小問 A: SICP読書録の階層構造の回から、「gosh> (car (car」で始まり「((3 (4 (5 (6 7)))))」で終わる部分を一字も変えずに抜き出しなさい。
小問 B: SICP読書録の階層構造の回について、最後に示された行のあとに続く内容を書き進めなさい。

Edited at

SICP読書録 #23 2.2.2 階層構造 - 練習問題 2.29

hiroshi-manabe様の日本語訳を使わせてもらいます。

練習問題等はGaucheで実行。

前回はこちら


2.2.2 階層構造

リストの要素をリストにできる。つまり階層構造を取れる。


_.scm

gosh> (cons (list 1 2) (list 3 4))

((1 2) 3 4)

階層構造は木構造と見なせる。図にするとこう。

((1 2) 3 4) --- (1 2) --- 1

| |- 2
|- 3
|- 4

ここで、この木構造の葉の数を数える手続きを作る。


_.scm

(define (count-leaves x)

(cond ((null? x) 0)
((not (pair? x)) 1)
(else (+ (count-leaves (car x))
(count-leaves (cdr x))))))

実行してみよう。


_.scm

gosh> (define x (cons (list 1 2) (list 3 4)))

gosh> (count-leaves x)
4


練習問題 2.24

(list 1 (list 2 (list 3 4))) を図示する。

(1 (2 (3 4)) --- 1

|- (2 (3 4)) --- 2
|- (3 4) --- 3
|- 4


練習問題 2.25

carcdrを使って、与えられたリストから 7 を取り出す。


_.scm

gosh> (define x `(1 3 (5 7) 9))

gosh> (cdr x)
(3 (5 7) 9)
gosh> (cdr (cdr x))
((5 7) 9)
gosh> (car (cdr (cdr x)))
(5 7)
gosh> (cdr (car (cdr (cdr x))))
(7)
gosh> (car (cdr (car (cdr (cdr x)))))
7


_.scm

gosh> (define x `((7)))

gosh> (car x)
(7)
gosh> (car (car x))
7


_.scm

gosh> (define x `(1 (2 (3 (4 (5 (6 7)))))))

gosh> (cdr x)
((2 (3 (4 (5 (6 7))))))
gosh> (car (cdr x))
(2 (3 (4 (5 (6 7)))))
gosh> (cdr (car (cdr x)))
((3 (4 (5 (6 7)))))
gosh> (car (cdr (car (cdr x))))
(3 (4 (5 (6 7))))
gosh> (cdr (car (cdr (car (cdr x)))))
((4 (5 (6 7))))
gosh> (car (cdr (car (cdr (car (cdr x))))))
(4 (5 (6 7)))
gosh> (cdr (car (cdr (car (cdr (car (cdr x)))))))
((5 (6 7)))

記録データ:
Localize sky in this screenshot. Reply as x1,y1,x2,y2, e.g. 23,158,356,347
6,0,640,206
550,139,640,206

解答例 A:
gosh> (car (car x))
7


_.scm

gosh> (define x `(1 (2 (3 (4 (5 (6 7)))))))

gosh> (cdr x)
((2 (3 (4 (5 (6 7))))))
gosh> (car (cdr x))
(2 (3 (4 (5 (6 7)))))
gosh> (cdr (car (cdr x)))
((3 (4 (5 (6 7)))))

解答例 B:
gosh> (car (cdr (car (cdr (car (cdr (car (cdr x))))))))
(5 (6 7))
gosh> (cdr (car (cdr (car (cdr (car (cdr (car (cdr x)))))))))
((6 7))
gosh> (car (cdr (car (cdr (car (cdr (car (cdr (car (cdr x))))))))))
(6 7)
gosh> (cdr (car (cdr (car (cdr (car (cdr (car (cdr (car (cdr x)))))))))))
(7)
gosh> (car (cdr (car (cdr (car (cdr (car (cdr (car (cdr (car (cdr x))))))))))))
7


練習問題 2.26

書いてある通りに動かすだけの問題。


_.scm

gosh> (define x (list 1 2 3))

gosh> (define y (list 4 5 6))
gosh> (append x y)
(1 2 3 4 5 6)
gosh> (cons x y)
((1 2 3) 4 5 6)
gosh> (list x y)
((1 2 3) (4 5 6))


練習問題 2.27

リストを再帰的に逆順にする手続きdeep-reverseを作る。


_.scm

(define (deep-reverse items)

(if (pair? items)
(append (deep-reverse (cdr items))
(list (deep-reverse (car items))))
items))

実行結果。


_.scm

gosh> (define x (list (list 1 2) (list 3 4)))

gosh> (deep-reverse x)
((4 3) (2 1))


練習問題 2.28

木構造をフラットにする手続きfringe


_.scm

(define (fringe items)

(cond
((null? items) ())
((not (pair? items)) (list items))
(else (append (fringe (car items))
(fringe (cdr items))))))

実行結果。


_.scm

gosh> (define x (list (list 1 2) (list 3 4)))

gosh> (fringe x)
(1 2 3 4)
gosh> (fringe (list x x))
(1 2 3 4 1 2 3 4)


練習問題 2.29

左右2つの「枝」からなる「二枝モビール(mobile)」というデータ構造を表現してみよう。

ここで「枝」とは長さと構造から成り立ち、長さは数値、構造は数値(重量を表す)かモビールである。


_.scm

(define (make-mobile left right)

(list left right))
(define (make-branch length structure)
(list length structure))

モビールの枝を返すセレクタ left-branchright-branch、枝の構成要素を返すbranch-lengthbranch-structureを定義する。


_.scm

(define (left-branch mobile) (car mobile))

(define (right-branch mobile) (car (cdr mobile)))
(define (branch-length branch) (car branch))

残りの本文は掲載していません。